= What to work on =
Reproduce the data in full, exactly as it appears.

Dataset records:
□ □ □

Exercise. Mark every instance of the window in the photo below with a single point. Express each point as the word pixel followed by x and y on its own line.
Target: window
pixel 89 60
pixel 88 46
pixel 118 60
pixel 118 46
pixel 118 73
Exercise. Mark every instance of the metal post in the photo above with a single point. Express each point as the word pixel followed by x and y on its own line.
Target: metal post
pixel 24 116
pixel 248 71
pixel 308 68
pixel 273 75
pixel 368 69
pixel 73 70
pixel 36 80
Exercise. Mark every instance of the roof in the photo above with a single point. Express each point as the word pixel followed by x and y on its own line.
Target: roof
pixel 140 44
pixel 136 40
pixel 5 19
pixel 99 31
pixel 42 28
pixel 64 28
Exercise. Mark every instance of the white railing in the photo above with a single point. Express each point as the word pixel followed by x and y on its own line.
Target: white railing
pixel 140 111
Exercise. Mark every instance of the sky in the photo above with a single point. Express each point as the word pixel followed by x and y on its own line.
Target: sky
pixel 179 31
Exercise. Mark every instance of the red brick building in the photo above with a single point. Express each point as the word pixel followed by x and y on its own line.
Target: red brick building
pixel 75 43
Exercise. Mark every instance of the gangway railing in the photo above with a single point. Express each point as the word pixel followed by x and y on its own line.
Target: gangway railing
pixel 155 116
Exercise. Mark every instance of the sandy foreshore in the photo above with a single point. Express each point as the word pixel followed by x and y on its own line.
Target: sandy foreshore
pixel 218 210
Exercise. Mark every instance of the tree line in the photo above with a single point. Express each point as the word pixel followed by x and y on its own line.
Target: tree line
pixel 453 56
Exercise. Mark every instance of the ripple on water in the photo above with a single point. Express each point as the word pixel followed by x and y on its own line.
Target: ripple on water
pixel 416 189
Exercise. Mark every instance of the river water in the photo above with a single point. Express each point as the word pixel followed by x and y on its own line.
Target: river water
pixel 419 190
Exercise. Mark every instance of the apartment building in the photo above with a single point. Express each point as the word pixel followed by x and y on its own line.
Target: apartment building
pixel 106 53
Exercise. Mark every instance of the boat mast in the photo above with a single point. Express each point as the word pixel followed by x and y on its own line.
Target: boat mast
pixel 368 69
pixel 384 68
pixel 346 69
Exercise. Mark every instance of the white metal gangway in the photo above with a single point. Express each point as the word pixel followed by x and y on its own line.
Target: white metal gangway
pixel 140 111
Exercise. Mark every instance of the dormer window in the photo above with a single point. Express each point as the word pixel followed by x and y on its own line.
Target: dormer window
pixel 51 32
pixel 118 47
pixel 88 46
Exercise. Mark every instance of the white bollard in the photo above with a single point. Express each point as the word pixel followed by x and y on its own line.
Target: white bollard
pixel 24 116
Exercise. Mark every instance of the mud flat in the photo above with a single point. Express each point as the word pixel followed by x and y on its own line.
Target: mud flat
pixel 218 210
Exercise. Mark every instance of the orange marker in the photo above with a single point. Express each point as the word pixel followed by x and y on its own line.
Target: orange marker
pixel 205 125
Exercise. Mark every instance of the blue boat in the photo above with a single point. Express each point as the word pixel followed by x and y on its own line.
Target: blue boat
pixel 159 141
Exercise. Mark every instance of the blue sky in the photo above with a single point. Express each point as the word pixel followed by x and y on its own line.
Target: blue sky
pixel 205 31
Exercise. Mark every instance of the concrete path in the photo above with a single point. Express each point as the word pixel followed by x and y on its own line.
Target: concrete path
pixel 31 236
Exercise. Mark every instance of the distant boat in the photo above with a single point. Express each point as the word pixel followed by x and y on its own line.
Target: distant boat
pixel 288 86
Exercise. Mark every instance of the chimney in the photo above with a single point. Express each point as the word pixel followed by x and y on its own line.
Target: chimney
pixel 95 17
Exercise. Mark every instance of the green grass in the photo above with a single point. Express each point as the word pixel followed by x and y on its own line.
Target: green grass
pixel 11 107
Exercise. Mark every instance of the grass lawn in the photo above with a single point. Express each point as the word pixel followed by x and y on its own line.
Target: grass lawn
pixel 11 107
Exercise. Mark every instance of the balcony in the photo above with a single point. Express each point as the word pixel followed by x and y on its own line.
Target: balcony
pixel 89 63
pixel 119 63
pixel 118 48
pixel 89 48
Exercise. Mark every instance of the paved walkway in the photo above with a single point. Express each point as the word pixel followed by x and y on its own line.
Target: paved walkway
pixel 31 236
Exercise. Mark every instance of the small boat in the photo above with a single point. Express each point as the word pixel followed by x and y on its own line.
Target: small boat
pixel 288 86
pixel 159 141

□ □ □

= Answer below =
Exercise. Mark every instance of the window in the photo below with a single point. Express each point as the word pixel followed by x and y on its own line.
Target: window
pixel 89 60
pixel 88 46
pixel 118 60
pixel 118 46
pixel 118 73
Exercise. Mark every instance of the metal post in the photo above with a single point. Express each point as the word pixel followed by x and y on its own line.
Target: metal post
pixel 24 116
pixel 248 71
pixel 308 68
pixel 273 75
pixel 368 69
pixel 73 70
pixel 36 80
Exercise. Mark every instance of the roof in the photo above with a single point. Express each point as the word pixel followed by x and y on its own line.
Target: roof
pixel 140 44
pixel 136 40
pixel 5 19
pixel 99 31
pixel 42 28
pixel 64 28
Exercise. Mark every instance of the white railing in the photo above with a single point. Express each point as the word pixel followed by x and y on its own line.
Target: white railing
pixel 140 111
Exercise. Mark every instance of the sky in the photo above with a single point. Express each point as the word pixel followed by x and y on its own line.
Target: sky
pixel 179 31
Exercise. Mark every instance of the red brick building in the photo above with a single point. Express each point as the word pixel followed by x and y on its own line.
Target: red brick building
pixel 75 43
Exercise. Mark every instance of the gangway railing in the photo above with a single point. Express each point as the word pixel followed by x and y on its own line.
Target: gangway railing
pixel 155 116
Exercise. Mark every instance of the sandy foreshore in the photo above with a single point. Express each point as the word pixel followed by x and y on its own line.
Target: sandy foreshore
pixel 218 210
Exercise. Mark every instance of the tree line in the photo above with a single point. Express each point as the word pixel followed by x and y on its own line.
Target: tree line
pixel 453 56
Exercise. Mark every instance of the ripple on water in the photo above with a single point. Express each point as the word pixel followed by x and y on its own line.
Target: ripple on water
pixel 416 189
Exercise. Mark every instance of the river water in the photo above with a single point. Express each point as the word pixel followed by x and y on its own line.
Target: river water
pixel 419 190
Exercise. Mark every instance of the apartment building in the photo above with a single point. Express each point as the word pixel followed by x and y on its own line.
Target: apartment building
pixel 106 53
Exercise. Mark every instance of the boat mast in the photo above with a single point. Express each point as the word pixel followed by x and y on its own line.
Target: boat mast
pixel 368 69
pixel 384 68
pixel 346 69
Exercise. Mark every instance of the white metal gangway in the photo above with a single point. Express each point as the word pixel followed by x and y on its own line.
Target: white metal gangway
pixel 140 111
Exercise. Mark every instance of the dormer window in the photo above with a single point. Express each point as the word pixel followed by x and y on its own line.
Target: dormer window
pixel 51 32
pixel 118 47
pixel 88 46
Exercise. Mark every instance of the white bollard in the photo above with a single point. Express each point as the word pixel followed by x and y on its own line.
Target: white bollard
pixel 24 116
Exercise. Mark every instance of the mud flat in the photo above with a single point. Express each point as the word pixel followed by x and y on its own line.
Target: mud flat
pixel 218 210
Exercise. Mark every instance of the orange marker in the photo above with a single point. Express each point as the word pixel followed by x and y on its own line.
Target: orange marker
pixel 205 125
Exercise. Mark every instance of the blue boat in the photo above with a single point. Express each point as the word pixel followed by x and y on its own line.
Target: blue boat
pixel 159 141
Exercise. Mark every instance of the blue sky in the photo above with a single point. Express each point as the word pixel followed by x and y on its own line.
Target: blue sky
pixel 205 31
Exercise. Mark every instance of the concrete path in the photo above with a single point. Express each point as the word pixel followed by x and y on its own line.
Target: concrete path
pixel 31 236
Exercise. Mark every instance of the distant boat in the photo above with a single point. Express each point as the word pixel followed by x and y on its own line.
Target: distant boat
pixel 288 86
Exercise. Mark every instance of the chimney in the photo above with a single point. Express each point as the word pixel followed by x and y on its own line.
Target: chimney
pixel 95 17
Exercise. Mark every instance of the green grass in the photo above with a single point. Express each point as the word pixel followed by x and y on its own line.
Target: green grass
pixel 11 107
Exercise. Mark every instance of the grass lawn in the photo above with a single point. Express each point as the word pixel followed by x and y on its own line.
Target: grass lawn
pixel 11 107
Exercise. Mark every instance of the balcony in the photo above with a single point. Express each point as the word pixel followed by x and y on its own line.
Target: balcony
pixel 89 63
pixel 119 63
pixel 118 48
pixel 89 48
Exercise. Mark every instance of the paved walkway in the photo above with a single point. Express each point as the word pixel followed by x and y on its own line.
Target: paved walkway
pixel 31 236
Exercise. Mark every instance of the small boat in the photo above with a single point. Express each point as the word pixel followed by x and y on its own line.
Target: small boat
pixel 288 86
pixel 159 141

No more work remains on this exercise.